__What you will do__:
Output as a numbered list every line of the material from the one containing "Give x and y for each instance of the goalkeeper's" down to the last line, both included, leaving out any blank lines.

__Recorded data__:
--------

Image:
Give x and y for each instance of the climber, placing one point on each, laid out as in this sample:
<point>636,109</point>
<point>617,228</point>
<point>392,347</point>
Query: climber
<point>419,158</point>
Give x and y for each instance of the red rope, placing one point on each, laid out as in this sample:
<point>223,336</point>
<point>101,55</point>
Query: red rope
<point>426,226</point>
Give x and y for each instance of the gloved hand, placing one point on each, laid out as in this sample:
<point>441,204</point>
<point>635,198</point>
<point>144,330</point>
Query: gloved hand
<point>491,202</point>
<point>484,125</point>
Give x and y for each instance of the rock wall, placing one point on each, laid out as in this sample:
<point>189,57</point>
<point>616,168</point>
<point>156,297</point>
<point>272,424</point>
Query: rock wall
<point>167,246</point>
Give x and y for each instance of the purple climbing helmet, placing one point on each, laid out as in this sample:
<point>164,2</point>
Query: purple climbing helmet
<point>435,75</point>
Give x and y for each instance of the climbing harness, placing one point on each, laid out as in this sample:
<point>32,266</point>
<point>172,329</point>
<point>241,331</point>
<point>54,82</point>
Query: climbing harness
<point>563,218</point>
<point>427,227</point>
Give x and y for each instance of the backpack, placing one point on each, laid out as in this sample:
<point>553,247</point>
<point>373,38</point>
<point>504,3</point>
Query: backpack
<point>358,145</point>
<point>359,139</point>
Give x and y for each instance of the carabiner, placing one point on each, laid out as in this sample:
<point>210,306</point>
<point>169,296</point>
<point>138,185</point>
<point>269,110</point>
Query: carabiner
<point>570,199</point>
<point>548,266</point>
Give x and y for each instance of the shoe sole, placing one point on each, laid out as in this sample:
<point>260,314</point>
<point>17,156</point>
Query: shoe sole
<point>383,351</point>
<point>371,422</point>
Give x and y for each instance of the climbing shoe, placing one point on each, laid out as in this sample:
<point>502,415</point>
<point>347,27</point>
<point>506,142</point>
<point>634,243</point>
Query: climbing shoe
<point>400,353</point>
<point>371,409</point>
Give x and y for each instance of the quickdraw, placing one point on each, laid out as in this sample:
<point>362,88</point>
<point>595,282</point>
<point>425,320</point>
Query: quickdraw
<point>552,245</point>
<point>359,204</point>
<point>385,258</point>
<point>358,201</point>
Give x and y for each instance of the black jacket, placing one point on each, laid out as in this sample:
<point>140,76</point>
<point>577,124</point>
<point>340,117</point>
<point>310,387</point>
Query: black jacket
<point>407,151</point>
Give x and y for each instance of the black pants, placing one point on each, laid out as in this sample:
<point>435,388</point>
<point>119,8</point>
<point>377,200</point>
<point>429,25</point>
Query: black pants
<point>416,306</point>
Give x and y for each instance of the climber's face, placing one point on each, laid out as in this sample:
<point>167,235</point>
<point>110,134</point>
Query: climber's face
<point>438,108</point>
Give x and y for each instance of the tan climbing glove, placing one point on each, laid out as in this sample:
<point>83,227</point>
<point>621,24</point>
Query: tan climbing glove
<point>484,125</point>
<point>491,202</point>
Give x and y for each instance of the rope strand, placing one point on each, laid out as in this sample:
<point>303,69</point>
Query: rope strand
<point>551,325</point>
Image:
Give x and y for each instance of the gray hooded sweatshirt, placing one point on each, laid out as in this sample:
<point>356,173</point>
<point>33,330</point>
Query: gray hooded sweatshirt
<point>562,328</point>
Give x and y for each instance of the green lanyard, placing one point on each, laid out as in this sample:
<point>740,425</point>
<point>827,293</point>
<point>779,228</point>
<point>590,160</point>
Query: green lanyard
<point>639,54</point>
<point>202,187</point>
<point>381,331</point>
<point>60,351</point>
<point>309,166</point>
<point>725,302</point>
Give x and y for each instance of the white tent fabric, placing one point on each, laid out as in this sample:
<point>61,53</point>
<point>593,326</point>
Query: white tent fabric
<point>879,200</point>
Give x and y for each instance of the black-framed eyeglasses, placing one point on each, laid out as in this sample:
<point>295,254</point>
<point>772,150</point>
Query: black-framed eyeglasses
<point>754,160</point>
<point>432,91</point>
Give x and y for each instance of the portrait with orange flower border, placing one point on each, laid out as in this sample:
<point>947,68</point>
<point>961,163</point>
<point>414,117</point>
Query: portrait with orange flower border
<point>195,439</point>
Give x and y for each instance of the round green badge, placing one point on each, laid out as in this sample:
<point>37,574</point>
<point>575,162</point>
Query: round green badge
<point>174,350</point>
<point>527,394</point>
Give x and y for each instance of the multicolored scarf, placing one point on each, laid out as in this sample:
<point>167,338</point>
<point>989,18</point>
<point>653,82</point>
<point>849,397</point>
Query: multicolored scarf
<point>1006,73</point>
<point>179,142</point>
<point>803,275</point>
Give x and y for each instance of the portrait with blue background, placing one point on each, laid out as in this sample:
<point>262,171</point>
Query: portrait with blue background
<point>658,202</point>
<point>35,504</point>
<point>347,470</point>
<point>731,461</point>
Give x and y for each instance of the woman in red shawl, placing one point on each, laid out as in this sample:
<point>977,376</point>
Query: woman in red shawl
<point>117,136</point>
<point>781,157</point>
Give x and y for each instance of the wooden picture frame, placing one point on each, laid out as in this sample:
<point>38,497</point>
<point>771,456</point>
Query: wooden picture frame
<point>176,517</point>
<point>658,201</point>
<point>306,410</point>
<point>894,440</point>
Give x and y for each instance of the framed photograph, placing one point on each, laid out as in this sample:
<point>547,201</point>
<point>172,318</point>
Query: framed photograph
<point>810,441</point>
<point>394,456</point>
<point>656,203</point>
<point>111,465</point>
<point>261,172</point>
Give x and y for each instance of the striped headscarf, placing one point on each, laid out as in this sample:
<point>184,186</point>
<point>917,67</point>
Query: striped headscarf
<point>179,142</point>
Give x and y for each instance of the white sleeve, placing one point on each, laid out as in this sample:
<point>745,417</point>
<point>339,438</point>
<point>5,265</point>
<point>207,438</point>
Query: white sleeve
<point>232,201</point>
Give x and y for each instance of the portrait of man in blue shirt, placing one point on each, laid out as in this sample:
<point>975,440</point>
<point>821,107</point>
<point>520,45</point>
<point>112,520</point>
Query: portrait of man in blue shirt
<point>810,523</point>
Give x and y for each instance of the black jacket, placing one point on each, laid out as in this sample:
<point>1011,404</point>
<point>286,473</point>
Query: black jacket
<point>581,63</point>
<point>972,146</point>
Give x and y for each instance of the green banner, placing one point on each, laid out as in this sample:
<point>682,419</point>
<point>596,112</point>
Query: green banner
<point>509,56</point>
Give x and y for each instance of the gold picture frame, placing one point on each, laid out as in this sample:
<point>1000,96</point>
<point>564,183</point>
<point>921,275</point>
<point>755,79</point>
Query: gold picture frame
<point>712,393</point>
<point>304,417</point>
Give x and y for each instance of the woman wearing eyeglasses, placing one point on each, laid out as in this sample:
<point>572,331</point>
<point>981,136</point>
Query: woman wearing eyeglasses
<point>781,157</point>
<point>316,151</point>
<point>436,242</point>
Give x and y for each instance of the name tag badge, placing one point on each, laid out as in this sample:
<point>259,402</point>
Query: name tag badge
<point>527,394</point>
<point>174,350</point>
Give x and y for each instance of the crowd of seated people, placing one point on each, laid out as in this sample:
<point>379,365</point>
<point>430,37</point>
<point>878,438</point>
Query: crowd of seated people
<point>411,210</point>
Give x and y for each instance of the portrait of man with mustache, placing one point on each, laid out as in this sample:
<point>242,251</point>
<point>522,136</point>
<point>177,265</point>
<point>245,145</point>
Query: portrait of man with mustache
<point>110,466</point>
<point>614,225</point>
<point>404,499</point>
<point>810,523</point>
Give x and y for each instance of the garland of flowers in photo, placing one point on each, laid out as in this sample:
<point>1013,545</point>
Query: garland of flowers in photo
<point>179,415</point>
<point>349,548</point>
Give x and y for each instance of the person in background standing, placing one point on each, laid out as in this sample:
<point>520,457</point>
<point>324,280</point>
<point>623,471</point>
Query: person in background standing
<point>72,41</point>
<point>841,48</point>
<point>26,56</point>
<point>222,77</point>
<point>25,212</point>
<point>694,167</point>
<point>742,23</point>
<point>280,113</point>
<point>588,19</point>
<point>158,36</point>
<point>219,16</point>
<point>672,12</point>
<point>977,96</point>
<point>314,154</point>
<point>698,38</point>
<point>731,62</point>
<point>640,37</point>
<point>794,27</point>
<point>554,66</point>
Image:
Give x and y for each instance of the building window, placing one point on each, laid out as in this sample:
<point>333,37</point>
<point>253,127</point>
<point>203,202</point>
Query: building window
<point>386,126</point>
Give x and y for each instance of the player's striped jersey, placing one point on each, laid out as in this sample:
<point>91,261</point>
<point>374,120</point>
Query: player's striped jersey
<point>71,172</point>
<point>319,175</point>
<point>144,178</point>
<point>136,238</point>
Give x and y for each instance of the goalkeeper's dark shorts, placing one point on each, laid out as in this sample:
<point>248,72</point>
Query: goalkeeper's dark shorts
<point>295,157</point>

--------

__The result__:
1. Give x and y for each instance of the goalkeeper's dark shorts, placing one point on each, laid out as in this sample:
2. <point>248,72</point>
3. Query: goalkeeper's dark shorts
4. <point>295,157</point>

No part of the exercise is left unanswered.